• _Material to process_:
-------

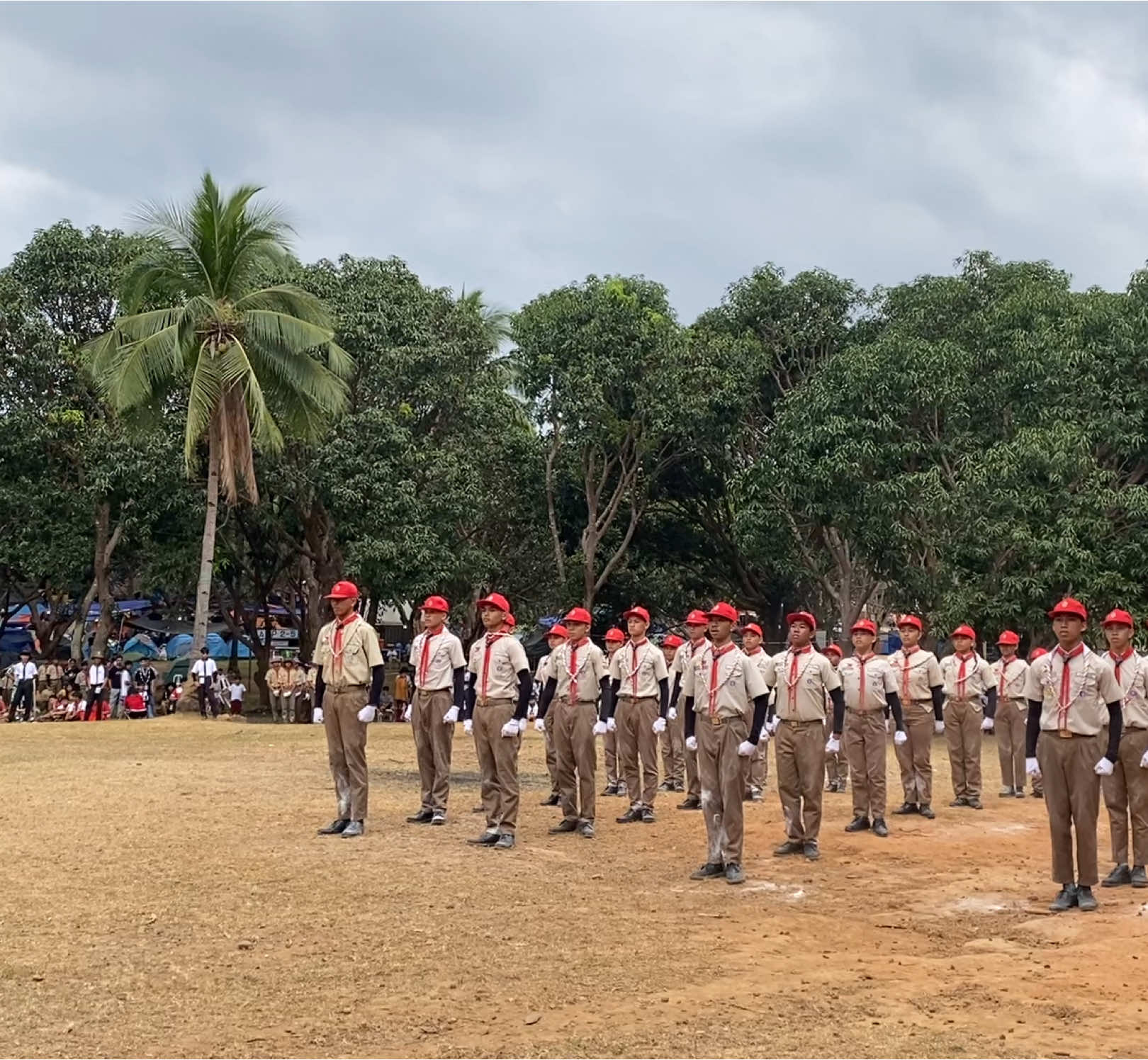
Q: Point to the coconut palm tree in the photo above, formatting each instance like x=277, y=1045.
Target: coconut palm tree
x=246, y=354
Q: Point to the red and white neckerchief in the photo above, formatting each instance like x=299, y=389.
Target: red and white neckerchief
x=714, y=686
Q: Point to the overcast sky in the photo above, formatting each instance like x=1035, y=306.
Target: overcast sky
x=517, y=147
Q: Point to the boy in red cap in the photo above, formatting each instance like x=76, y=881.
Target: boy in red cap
x=640, y=701
x=1127, y=788
x=439, y=663
x=1012, y=675
x=697, y=626
x=804, y=679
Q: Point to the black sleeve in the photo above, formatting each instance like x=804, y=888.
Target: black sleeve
x=525, y=687
x=760, y=704
x=1032, y=728
x=548, y=695
x=1115, y=726
x=838, y=699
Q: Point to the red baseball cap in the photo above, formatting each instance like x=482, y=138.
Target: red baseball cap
x=1071, y=608
x=725, y=611
x=495, y=599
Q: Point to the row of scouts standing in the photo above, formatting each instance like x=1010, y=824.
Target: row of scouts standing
x=1064, y=721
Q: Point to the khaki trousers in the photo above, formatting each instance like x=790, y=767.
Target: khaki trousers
x=1127, y=790
x=1072, y=799
x=637, y=748
x=433, y=741
x=962, y=733
x=347, y=749
x=865, y=745
x=800, y=765
x=573, y=734
x=1012, y=716
x=497, y=763
x=720, y=769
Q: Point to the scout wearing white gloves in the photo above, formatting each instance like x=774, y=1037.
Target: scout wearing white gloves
x=1062, y=741
x=577, y=681
x=439, y=663
x=498, y=673
x=348, y=684
x=726, y=701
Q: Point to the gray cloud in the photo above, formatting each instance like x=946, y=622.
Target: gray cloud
x=517, y=147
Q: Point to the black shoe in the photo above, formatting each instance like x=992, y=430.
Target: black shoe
x=1066, y=899
x=1118, y=876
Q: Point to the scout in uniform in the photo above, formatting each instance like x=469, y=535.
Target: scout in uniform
x=348, y=682
x=755, y=769
x=696, y=627
x=1012, y=675
x=967, y=678
x=435, y=706
x=577, y=681
x=640, y=701
x=921, y=689
x=555, y=638
x=870, y=687
x=837, y=764
x=1127, y=790
x=497, y=697
x=614, y=784
x=726, y=701
x=804, y=678
x=1062, y=743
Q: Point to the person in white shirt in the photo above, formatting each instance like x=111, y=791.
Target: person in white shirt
x=203, y=672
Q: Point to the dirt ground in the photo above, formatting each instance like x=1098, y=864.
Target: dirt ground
x=164, y=893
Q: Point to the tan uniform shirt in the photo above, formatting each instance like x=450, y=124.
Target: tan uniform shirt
x=867, y=682
x=496, y=660
x=357, y=653
x=918, y=672
x=583, y=666
x=724, y=682
x=444, y=657
x=638, y=669
x=1072, y=705
x=804, y=678
x=970, y=684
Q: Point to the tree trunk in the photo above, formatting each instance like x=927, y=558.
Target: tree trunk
x=207, y=553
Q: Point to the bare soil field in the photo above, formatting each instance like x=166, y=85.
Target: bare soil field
x=163, y=893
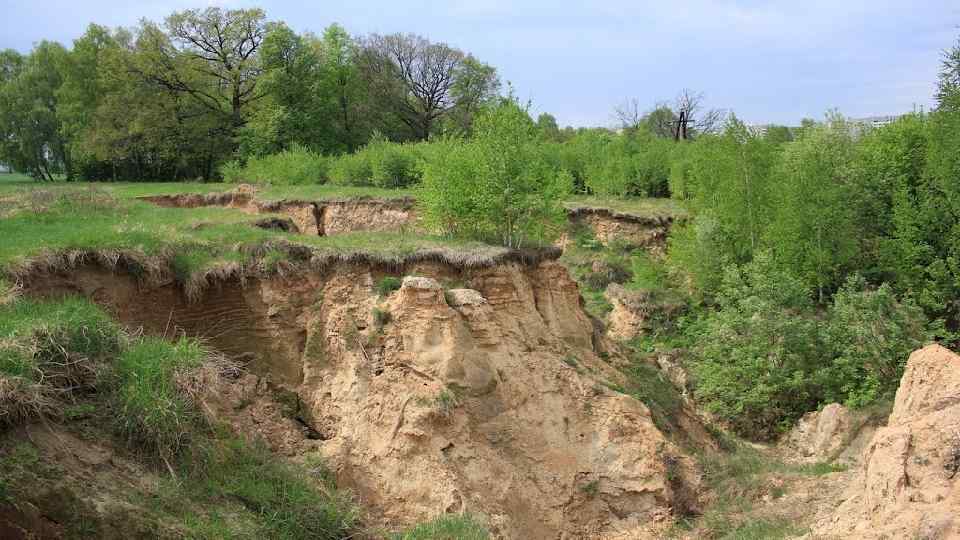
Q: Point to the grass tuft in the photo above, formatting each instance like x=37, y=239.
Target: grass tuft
x=446, y=527
x=151, y=411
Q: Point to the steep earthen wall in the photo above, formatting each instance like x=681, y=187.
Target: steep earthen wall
x=488, y=398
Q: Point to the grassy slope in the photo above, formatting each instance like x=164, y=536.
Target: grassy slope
x=195, y=239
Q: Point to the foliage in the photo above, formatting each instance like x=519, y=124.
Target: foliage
x=814, y=229
x=380, y=163
x=286, y=501
x=872, y=334
x=295, y=166
x=648, y=384
x=761, y=350
x=497, y=185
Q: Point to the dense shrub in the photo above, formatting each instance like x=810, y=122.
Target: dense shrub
x=761, y=350
x=767, y=356
x=294, y=166
x=499, y=185
x=870, y=334
x=380, y=163
x=286, y=501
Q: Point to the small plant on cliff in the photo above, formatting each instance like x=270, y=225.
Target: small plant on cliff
x=151, y=410
x=446, y=527
x=387, y=285
x=381, y=318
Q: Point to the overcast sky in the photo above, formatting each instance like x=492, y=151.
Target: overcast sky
x=774, y=61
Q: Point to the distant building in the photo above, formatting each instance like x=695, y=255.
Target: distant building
x=876, y=121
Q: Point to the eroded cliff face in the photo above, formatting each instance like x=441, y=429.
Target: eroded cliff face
x=648, y=233
x=465, y=390
x=907, y=485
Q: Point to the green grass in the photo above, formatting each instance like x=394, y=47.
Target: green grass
x=193, y=241
x=446, y=527
x=8, y=179
x=36, y=337
x=286, y=500
x=641, y=207
x=648, y=384
x=151, y=412
x=132, y=190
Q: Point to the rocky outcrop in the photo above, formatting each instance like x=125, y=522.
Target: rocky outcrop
x=365, y=214
x=468, y=389
x=907, y=485
x=832, y=434
x=634, y=311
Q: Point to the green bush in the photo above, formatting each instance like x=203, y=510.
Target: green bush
x=498, y=186
x=352, y=170
x=151, y=410
x=295, y=166
x=761, y=350
x=870, y=334
x=380, y=163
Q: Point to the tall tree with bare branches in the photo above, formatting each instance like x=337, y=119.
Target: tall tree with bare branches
x=420, y=82
x=208, y=54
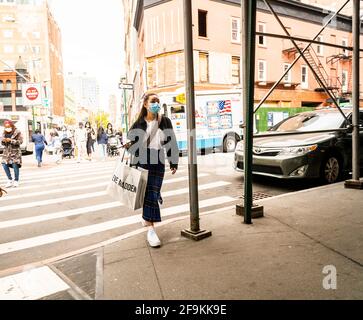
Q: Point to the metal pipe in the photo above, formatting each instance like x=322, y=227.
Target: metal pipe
x=355, y=89
x=190, y=97
x=327, y=44
x=279, y=134
x=331, y=95
x=248, y=50
x=298, y=57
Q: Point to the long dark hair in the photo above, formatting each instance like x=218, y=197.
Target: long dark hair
x=101, y=131
x=143, y=112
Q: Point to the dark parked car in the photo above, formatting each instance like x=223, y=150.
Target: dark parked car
x=327, y=156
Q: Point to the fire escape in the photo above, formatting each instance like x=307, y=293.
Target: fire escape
x=332, y=83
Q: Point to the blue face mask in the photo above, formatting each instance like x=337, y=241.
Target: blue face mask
x=154, y=108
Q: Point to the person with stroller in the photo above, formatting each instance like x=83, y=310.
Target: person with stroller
x=40, y=143
x=80, y=140
x=102, y=140
x=109, y=130
x=91, y=137
x=56, y=146
x=11, y=158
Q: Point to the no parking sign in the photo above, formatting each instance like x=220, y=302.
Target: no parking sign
x=31, y=94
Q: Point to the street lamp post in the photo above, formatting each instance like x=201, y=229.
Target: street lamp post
x=125, y=86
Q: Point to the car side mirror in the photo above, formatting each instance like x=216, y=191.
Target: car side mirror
x=349, y=128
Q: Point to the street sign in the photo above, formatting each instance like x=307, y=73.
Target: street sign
x=181, y=98
x=126, y=86
x=31, y=93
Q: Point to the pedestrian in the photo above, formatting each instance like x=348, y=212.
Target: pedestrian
x=151, y=136
x=11, y=158
x=102, y=140
x=56, y=144
x=91, y=137
x=64, y=133
x=80, y=140
x=40, y=143
x=109, y=130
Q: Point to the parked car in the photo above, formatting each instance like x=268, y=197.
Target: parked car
x=327, y=156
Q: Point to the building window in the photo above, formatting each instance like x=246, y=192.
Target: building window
x=236, y=70
x=202, y=23
x=304, y=77
x=287, y=78
x=36, y=49
x=203, y=66
x=8, y=33
x=319, y=47
x=36, y=35
x=345, y=81
x=345, y=44
x=236, y=30
x=8, y=49
x=21, y=49
x=8, y=85
x=262, y=66
x=262, y=41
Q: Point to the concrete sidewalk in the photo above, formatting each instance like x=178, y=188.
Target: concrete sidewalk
x=281, y=256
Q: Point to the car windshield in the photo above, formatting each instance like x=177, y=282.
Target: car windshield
x=310, y=122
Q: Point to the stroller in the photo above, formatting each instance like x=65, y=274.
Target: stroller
x=67, y=148
x=113, y=146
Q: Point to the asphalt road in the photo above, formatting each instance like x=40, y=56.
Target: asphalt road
x=62, y=208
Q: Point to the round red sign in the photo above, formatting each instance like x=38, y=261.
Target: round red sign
x=32, y=93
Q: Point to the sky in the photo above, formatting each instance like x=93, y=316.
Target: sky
x=92, y=37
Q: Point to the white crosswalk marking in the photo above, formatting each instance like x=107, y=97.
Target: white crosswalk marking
x=114, y=224
x=53, y=207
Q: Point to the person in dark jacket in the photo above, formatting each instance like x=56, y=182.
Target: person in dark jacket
x=40, y=142
x=151, y=137
x=11, y=158
x=102, y=139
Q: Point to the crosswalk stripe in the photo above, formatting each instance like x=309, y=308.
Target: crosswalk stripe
x=49, y=177
x=95, y=177
x=58, y=215
x=96, y=208
x=51, y=201
x=44, y=176
x=18, y=245
x=55, y=191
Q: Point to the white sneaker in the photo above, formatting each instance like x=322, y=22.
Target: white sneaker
x=9, y=184
x=153, y=239
x=143, y=222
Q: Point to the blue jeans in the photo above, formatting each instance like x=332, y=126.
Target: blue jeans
x=8, y=173
x=39, y=148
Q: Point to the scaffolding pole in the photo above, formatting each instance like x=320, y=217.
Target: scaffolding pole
x=355, y=183
x=248, y=53
x=299, y=56
x=194, y=233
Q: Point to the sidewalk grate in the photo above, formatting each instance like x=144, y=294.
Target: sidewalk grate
x=259, y=196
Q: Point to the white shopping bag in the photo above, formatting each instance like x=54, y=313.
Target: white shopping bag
x=128, y=185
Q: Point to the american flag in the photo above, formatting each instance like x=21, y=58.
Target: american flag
x=225, y=107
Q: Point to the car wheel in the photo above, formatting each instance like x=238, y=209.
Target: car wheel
x=229, y=144
x=331, y=170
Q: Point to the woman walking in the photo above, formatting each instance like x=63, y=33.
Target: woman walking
x=11, y=140
x=151, y=136
x=102, y=139
x=91, y=136
x=40, y=143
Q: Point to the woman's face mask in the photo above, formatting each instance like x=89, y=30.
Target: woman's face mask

-------

• _About this task_: Verbatim transcription needed, from the opening line of the entries above through the line containing "Q: Point to the black sleeve"; pictures do not belong in it.

• _Final answer_:
Q: Point to the coconut palm tree in the photo above, formatting each instance like x=277, y=1045.
Target: coconut palm tree
x=246, y=354
Q: Point to the red and white neckerchief in the photo above, formatting each instance like x=299, y=389.
Target: red and white neckerchief
x=714, y=686
Q: Point to the overcast sky in the photo above, formatting each instance like x=1035, y=306.
Target: overcast sky
x=517, y=147
Q: Point to the boy in red cap in the photo above, formatting each instance like x=76, y=881.
Target: boy in red cap
x=640, y=701
x=1127, y=788
x=439, y=663
x=1012, y=675
x=697, y=626
x=804, y=679
Q: Point to the black sleeve in the photo above, formatting each instance like x=804, y=888.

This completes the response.